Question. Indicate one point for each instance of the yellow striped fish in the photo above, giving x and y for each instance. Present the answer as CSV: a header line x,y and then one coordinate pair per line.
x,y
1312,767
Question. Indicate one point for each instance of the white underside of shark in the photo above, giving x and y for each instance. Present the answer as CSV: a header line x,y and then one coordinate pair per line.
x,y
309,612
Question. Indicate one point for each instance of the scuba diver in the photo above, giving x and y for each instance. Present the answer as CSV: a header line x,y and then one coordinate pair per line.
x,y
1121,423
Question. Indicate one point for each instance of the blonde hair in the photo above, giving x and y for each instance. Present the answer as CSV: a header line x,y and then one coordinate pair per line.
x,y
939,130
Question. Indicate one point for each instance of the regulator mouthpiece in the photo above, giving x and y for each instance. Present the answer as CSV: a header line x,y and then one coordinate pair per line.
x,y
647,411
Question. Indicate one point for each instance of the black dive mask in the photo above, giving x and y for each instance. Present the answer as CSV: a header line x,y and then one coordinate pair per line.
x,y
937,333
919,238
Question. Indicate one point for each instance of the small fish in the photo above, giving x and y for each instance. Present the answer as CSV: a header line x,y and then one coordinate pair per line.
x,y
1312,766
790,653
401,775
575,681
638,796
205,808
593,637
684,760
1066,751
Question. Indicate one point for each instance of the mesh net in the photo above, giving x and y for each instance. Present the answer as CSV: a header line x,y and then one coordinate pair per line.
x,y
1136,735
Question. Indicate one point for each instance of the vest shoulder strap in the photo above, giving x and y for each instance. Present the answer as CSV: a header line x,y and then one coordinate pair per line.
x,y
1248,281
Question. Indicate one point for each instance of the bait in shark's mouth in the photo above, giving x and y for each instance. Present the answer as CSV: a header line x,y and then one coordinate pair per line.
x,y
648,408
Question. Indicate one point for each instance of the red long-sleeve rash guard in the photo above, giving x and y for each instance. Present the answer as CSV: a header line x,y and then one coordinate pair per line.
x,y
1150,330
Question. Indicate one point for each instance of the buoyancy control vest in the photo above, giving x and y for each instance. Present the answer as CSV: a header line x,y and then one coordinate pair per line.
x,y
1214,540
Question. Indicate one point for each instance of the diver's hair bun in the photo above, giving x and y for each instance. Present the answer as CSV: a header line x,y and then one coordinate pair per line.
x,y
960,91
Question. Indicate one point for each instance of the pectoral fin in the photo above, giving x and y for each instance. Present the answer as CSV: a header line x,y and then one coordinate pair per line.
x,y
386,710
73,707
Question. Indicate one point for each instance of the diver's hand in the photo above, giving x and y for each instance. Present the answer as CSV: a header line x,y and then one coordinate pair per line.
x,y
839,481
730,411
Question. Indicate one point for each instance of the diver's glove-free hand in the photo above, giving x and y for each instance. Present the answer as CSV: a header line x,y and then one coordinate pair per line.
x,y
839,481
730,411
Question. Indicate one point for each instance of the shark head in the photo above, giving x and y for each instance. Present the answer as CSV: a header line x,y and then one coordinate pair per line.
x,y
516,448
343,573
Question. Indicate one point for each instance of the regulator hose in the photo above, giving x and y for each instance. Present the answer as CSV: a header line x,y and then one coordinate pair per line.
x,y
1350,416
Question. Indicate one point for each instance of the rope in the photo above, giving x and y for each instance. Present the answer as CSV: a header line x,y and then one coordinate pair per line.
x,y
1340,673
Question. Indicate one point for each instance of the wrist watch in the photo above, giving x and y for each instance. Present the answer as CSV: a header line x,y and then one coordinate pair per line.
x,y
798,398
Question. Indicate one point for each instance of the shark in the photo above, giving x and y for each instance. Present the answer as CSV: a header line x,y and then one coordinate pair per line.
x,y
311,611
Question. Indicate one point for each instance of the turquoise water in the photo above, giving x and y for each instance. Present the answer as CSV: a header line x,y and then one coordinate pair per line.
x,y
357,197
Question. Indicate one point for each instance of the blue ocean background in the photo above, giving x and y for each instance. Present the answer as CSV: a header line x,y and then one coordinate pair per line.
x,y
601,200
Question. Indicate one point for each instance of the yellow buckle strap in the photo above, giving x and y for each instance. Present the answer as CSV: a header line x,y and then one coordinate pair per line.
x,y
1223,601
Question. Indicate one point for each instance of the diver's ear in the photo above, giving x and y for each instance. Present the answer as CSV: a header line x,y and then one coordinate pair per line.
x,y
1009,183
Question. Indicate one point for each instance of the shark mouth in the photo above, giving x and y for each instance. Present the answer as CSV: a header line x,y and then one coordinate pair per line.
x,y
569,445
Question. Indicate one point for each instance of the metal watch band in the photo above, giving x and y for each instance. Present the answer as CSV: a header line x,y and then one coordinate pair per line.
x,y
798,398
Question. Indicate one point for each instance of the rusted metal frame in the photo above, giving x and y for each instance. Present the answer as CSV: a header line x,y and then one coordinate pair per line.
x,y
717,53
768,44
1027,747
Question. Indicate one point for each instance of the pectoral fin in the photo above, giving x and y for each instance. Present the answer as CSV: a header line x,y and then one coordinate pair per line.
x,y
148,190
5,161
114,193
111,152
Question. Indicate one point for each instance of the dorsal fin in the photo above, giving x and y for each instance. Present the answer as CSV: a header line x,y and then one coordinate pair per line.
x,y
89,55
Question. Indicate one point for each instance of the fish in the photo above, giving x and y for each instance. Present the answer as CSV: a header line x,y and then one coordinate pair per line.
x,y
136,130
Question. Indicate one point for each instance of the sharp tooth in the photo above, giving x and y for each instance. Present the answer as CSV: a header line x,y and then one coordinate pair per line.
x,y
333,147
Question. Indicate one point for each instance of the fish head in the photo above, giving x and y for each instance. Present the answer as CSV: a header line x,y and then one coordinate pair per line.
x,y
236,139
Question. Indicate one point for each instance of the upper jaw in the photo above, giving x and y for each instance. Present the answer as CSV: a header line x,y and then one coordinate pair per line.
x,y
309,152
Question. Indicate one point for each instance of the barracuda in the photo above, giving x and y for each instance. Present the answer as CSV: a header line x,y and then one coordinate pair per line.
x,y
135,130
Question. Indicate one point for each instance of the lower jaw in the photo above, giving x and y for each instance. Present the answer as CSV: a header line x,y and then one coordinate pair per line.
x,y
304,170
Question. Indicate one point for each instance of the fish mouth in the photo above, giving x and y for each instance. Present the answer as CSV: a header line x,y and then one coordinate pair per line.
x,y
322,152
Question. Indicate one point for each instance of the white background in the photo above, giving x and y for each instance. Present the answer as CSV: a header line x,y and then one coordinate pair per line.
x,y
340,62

____________________

> [About this exercise]
Repeat, word for word, every line above.

> [Reply to the task]
Question. Indicate one point for each instance of the yellow striped fish in the photo above, giving x and y for each instance. Present the answer as CSV: a header line x,y and then one coordinate pair per line.
x,y
1312,767
Question. Indicate one point for each instance of the white underside of shark in the photo above, giving x and y for each instance. Present the answer as CSV: a header line x,y and then one coordinate pair per line.
x,y
309,612
Question. Indicate one point for each instance of the scuba diver in the photo above, giving x and y for each instance. Present the answer as CSV: a header line x,y and then one coordinate pair per line.
x,y
1121,423
Question. Indicate one point for each instance of the blonde hair in the photo above, giving x and y for each instance. Present the answer as CSV: a header line x,y and then one coordinate pair per line.
x,y
939,130
Question. Indicate one point for each instance of the regulator mouthpiece in the photo above, giving x and y for each instance. Present the answer as CSV: a header line x,y and then one coordinate pair per line.
x,y
647,411
Question. Indicate one point for each instance of the black dive mask in the photo above, giving x and y for each instance. Present the answer as CSV: a header line x,y and then one coordinate pair per line.
x,y
937,333
919,238
Question. Indicate one point for each instance of the small fish in the photo above, giving x and y for each instance. Present the answer as CSV: a header line x,y and then one coordinate pair per line.
x,y
1312,766
790,653
401,775
575,681
638,796
205,808
593,637
684,760
1066,751
Question. Indicate one point for each instance of the mesh net in the photo above, giving x and y for each instance. Present the answer as CSV: a header line x,y and then one coordinate pair per line.
x,y
1136,735
Question. Indicate one point for each instance of the vest shoulder strap in the photo above, giving x and y for each instance. Present the answer as CSV: a header line x,y and then one coordinate pair per line.
x,y
1248,281
Question. Indicate one point for each instance of the bait in shark's mouth in the photo above, giving x and y for each instance. Present the answer as CSV: a header line x,y and then one coordinate pair per line.
x,y
648,408
Question. Indicate one point for each instance of the red long-sleeve rash guard in the photo above, giving x and y for each instance. Present the answer as CSV: a header line x,y and then one coordinate pair per line.
x,y
1150,330
Question. Indicate one point for each instance of the buoyancy control vest in the photo above, giving x and y for each instance. Present the answer as CSV: a header line x,y and then one coordinate pair per line.
x,y
1214,540
Question. Indicate one point for each instance of the diver's hair bun in the photo above, giving x and y for each instance. Present the answer as CSV: a header line x,y and then one coordinate pair per line.
x,y
960,91
Question. Indicate one point for each instance of the pectoral fin in the photo above, giving x and y for each instance. Present the answer as CSV: a header line x,y and then one coordinate pair per line.
x,y
386,710
73,707
Question. Indicate one point for each instance of the diver's hand in the photo above, giving x and y for each instance. Present the answer as CSV: a header line x,y and then one coordinate pair per line.
x,y
839,481
730,411
Question. Indicate one point for each instance of the diver's glove-free hand in the photo above, giving x and y for each instance. Present the answer as CSV: a header line x,y and then one coordinate pair per line.
x,y
839,481
730,411
Question. Indicate one point for each instance of the shark head in the photo above, giving x and y for each instance. Present the answer as CSV: a header line x,y and then one coordinate pair per line.
x,y
516,448
343,573
Question. Indicate one point for each instance of the regulator hose in the photo above, giving x and y for each instance. Present the answer as CSV: a header line x,y and then one coordinate pair per line.
x,y
1350,416
Question. Indicate one point for each instance of the rope in the photo above, giving x and y for each instance. Present the answer as CSV: a header line x,y and then one coordinate pair per line.
x,y
1340,673
Question. Indicate one point for each instance of the wrist watch in the photo above, giving x and y for each instance. Present the answer as CSV: a header line x,y and then one coordinate pair per line.
x,y
798,398
Question. Indicate one point for each instance of the shark in the photo above, giving x and y for each instance. Present the answer as CSV: a header line x,y and then one coordinate pair per line.
x,y
311,611
Question. Indicate one point for each instance of the turquoise water in the photo above, giving x and y for each instance. Present the answer as CSV: a header line x,y and then one coordinate pair per line.
x,y
357,197
Question. Indicate one point for each instance of the blue ocean background in the photo above, giving x and y for each instance. Present the answer as CSV: a header line x,y and then one coordinate pair per line.
x,y
601,200
Question. Indicate one point for each instance of the yellow buckle strap in the photo above, giving x and y for each instance. Present the answer as CSV: a header line x,y and then one coordinate pair per line.
x,y
1223,601
Question. Indicate one point for each instance of the diver's ear in the photo above, giving x and y for each instance. Present the answer as CSV: a header line x,y and then one coordinate pair per line.
x,y
1009,183
Question. Indicate one point for each instance of the shark mouth in the photo above, giving x and y for each instance. Present the answer as CSV: a header line x,y and then one coordinate pair per line.
x,y
569,445
Question. Indicate one point for each instance of the metal watch band in the photo above, giving x and y for each instance. Present the answer as CSV: a header line x,y and then one coordinate pair per line.
x,y
798,398
Question. Indicate one point for each instance of the rusted metal frame in the photo above, giving x and y for each instance. Present the answer as CSV: a header line x,y and then one coordinate pair per line.
x,y
717,53
768,44
1027,747
Question. Indicate one point for each instance of the pectoral fin in the photo above, giving x and y for each instance. Present the answer as CSV: a header line x,y and then one coordinate pair per line.
x,y
148,190
5,161
114,193
111,152
Question. Indicate one point for each instance of the dorsal fin in the photo above, giving x and y for each instance. Present the answer as CSV: a header line x,y and then one coordinate pair per line.
x,y
89,55
Question. Indicate one point for each instance of the fish in the photo above, giving x and y for each instance. Present the answer as CSV: a header line x,y and then one coordinate pair per line.
x,y
136,130
Question. Indicate one point for each instance of the sharp tooth in the photo above, giving x and y for each instance. Present the answer as CSV: a header line x,y and then one coordinate pair per line.
x,y
333,147
Question. Indicate one point for each instance of the fish head in the photo above, giving x and y for each instance. Present the answer as CSV: a header line x,y and then one coordinate pair per line.
x,y
236,139
Question. Indicate one point for each instance of the upper jaw in the photo above, giving x and y for each instance. Present the answer as CSV: a header line x,y and then one coordinate pair per line.
x,y
309,152
Question. Indicate one point for each instance of the barracuda in the photo above, giving x and y for each instance. Present the answer as CSV: a header line x,y and then one coordinate pair per line.
x,y
135,130
Question. Indicate one point for each instance of the lower jaw in the photo above, giving x and y for each instance. Present the answer as CSV: a header line x,y and then one coordinate pair per line.
x,y
304,170
Question. Indicate one point for each instance of the fish mouth in the photo above, giving x and y for each instance. Present the answer as CSV: a header line x,y and then one coordinate pair per line.
x,y
322,152
Question. Indicate one point for each instance of the white background in the photo above, giving x and y for each instance. Present the answer as CSV: a header line x,y and then one coordinate pair per line.
x,y
340,62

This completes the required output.